Aufgaben und Übungen:
[1] Welche Verwandlung des Rundfunks fordert das Brecht-Zitat im Text über Rundfunk und Partizipation?
[2] Setzen Sie den Text über Rundfunk und Partizipation im Anschluss an seinen letzten Satz fort.

── Textseite

Foto: superawesomevectors (CC) / http://goo.gl/Cqb2I2

»Der Rundfunk ist aus einem Distributionsapparat in einen Kommunikationsapparat zu verwandeln. Der Rundfunk wäre der denkbar großartigste Kommunikationsapparat des öffentlichen Lebens, ein ungeheures Kanalsystem, das heißt, er wäre es, wenn er es verstünde, nicht nur auszusenden, sondern auch zu empfangen, also den Zuhörer nicht nur hören, sondern auch sprechen zu machen und ihn nicht zu isolieren, sondern ihn auch in Beziehung zu setzen.«
- Bertolt Brecht

Die Grenzen zwischen Konsument und Produzent sind längst verwischt. Der Geist des »Prosumenten« wacht seitdem vor allem über die Kultur. Konnte man in den frühen Stadien des Rundfunks sowohl im Radio als auch im TV bereits anrufen, mitbestimmen bzw. abstimmen und letztendlich in Talk- und Game-Shows leibhaftig am Sendeinhalt mitwirken, entwickelte sich mit der Zeit und mit rasantem Fortschreiten der Technik ein immer größer werdender Kreis von Möglichkeiten der Partizipation. Sah Brecht noch das Moment der Emanzipation durch die Aufhebungen der Grenzen zwischen Sender und Empfänger, wusste Benjamin bereits in der Frühphase des Fernsehens um die Dialektik der Technik und um die Kultur als »Ausdruckszusammenhang« (Benjamin, Walter): »Nicht die wirtschaftliche Entstehung der Kultur, sondern der Ausdruck der Wirtschaft in ihrer Kultur ist darzustellen.« (Benjamin, Walter. »Das Passagen-Werk«, S. 573f.)

Eine Ideologie, die sich in der Postmoderne zunehmend verbreitet hat und mittels technischen Fortschritts in noch abstrakterer Form durch Algorithmen transportiert wird, ist die wechselseitige Durchdringung von Informiertheit und Kritik im Sinne des Positivismus. Während das Modell der »direkten Demokratie« immer fester mit der Idee einer kritisch-neutralen und souveränen Vernetzung verbunden wird, akkumulieren sie letztendlich in einen ganzheitlichen Begriff von individueller Freiheit, der sich schon damit zufriedengibt, überhaupt an etwas partizipieren zu können, sich jedoch gleichzeitig der neoliberalen Wirtschaftsform und den Gesetzen des freien Marktes beugt. Im Ausdruckszusammenhang der Kultur wird dies vor allem in den Streamingportalen für Musik, Film und TV über das Internet deutlich.

────
── Bereitgestellte Daten

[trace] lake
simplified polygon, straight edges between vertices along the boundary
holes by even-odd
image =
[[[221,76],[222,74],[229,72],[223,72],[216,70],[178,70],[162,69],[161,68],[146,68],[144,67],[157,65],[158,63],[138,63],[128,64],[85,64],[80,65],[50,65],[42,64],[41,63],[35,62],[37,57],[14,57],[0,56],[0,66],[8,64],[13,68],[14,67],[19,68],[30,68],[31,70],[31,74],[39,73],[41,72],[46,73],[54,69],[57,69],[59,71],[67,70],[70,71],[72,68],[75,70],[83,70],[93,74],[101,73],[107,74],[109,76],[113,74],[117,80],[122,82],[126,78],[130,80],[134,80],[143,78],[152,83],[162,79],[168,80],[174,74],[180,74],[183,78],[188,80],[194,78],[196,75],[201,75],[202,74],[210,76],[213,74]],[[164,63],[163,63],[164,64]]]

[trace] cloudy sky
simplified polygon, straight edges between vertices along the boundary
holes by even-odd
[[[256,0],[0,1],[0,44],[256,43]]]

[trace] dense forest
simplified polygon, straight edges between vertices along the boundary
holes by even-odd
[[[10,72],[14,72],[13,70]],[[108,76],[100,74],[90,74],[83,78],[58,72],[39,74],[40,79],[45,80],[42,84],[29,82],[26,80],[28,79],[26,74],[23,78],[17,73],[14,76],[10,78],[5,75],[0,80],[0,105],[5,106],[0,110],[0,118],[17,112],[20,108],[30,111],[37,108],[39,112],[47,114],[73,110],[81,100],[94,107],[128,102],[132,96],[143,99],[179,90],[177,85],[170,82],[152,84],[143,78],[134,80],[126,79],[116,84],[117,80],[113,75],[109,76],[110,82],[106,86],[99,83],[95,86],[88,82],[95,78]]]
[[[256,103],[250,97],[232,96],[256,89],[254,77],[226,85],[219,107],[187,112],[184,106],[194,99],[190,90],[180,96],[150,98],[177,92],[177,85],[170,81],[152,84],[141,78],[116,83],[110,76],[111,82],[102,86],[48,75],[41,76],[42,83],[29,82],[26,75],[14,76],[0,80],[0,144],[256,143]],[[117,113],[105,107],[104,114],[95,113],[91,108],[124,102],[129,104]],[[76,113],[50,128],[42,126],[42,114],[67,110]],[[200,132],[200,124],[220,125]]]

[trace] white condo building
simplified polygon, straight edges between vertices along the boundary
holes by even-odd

────

Lösungen nach Aufgaben:
[1] Der Rundfunk soll aus einem Distributionsapparat in einen Kommunikationsapparat verwandelt werden.

[2]
»Netflix«

Mit dem Angebot von privaten Konzernen wie »Maxdome«, »Watchever«, »Amazon Instant Video« und (noch nicht unzähligen) Weiteren, werden riesige Datenmengen von Hör- und Sehgewohnheiten gesammelt, ausgewertet und unter Berücksichtigung selbiger in kreativ-ausdifferenzierter Form reproduziert.

Die monatlichen Zahlungen der Konsumenten für ihre Flatrate, fließen zu einem bestimmten Teil in die Instandhaltung der technischen Voraussetzungen und zum anderen wiederum in die Reproduktionssphäre eigener Produkte und somit in den eigenen kulturellen, aber nur scheinbar individuellen Geschmack mit ein und machen den Konsumenten somit zum Konsumierten, sodass man nicht mehr länger nur »ist was man isst«, sondern nun auch ist, was einem schmeckt.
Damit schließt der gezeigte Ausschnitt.